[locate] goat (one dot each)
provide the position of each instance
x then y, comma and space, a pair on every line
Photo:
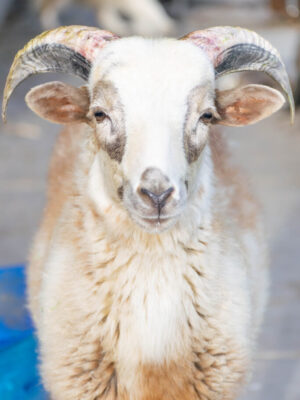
125, 17
148, 276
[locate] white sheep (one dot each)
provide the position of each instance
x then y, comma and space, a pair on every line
125, 17
148, 276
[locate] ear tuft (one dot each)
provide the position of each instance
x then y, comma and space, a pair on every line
59, 102
248, 104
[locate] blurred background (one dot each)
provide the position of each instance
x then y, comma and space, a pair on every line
269, 152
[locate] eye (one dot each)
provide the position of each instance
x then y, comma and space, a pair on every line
100, 116
206, 117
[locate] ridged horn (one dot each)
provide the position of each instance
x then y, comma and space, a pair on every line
233, 49
69, 49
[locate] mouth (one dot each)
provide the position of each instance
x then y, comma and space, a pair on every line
155, 224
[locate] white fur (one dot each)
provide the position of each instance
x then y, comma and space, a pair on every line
102, 270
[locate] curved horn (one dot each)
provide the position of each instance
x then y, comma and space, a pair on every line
235, 49
69, 49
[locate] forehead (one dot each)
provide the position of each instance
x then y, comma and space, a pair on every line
159, 71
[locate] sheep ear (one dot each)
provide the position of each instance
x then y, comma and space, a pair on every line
58, 102
248, 104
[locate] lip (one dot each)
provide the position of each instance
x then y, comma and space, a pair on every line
155, 220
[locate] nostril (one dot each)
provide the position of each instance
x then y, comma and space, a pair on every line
163, 197
152, 196
158, 200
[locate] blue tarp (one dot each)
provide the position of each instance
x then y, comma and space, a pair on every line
19, 378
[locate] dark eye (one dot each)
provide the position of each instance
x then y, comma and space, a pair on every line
100, 116
206, 117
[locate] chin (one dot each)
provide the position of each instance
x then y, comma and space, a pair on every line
154, 225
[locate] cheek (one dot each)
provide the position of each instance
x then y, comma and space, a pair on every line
112, 175
195, 141
112, 140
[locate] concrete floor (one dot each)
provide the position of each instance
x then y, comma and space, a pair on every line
269, 152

Exercise instructions
Reproduce the listing above verbatim, starting at the line that contains "[locate] cheek (one dot each)" and ending at the listing's last line, with both of those lines included.

Written solution
[locate] cheek (one dot each)
provide the position of each instance
x then y, comma and space, a pair on every line
112, 175
195, 141
112, 140
[locate] concrete floor (one dot each)
provide the position of each instance
x then y, comma and space, a pair on every line
269, 152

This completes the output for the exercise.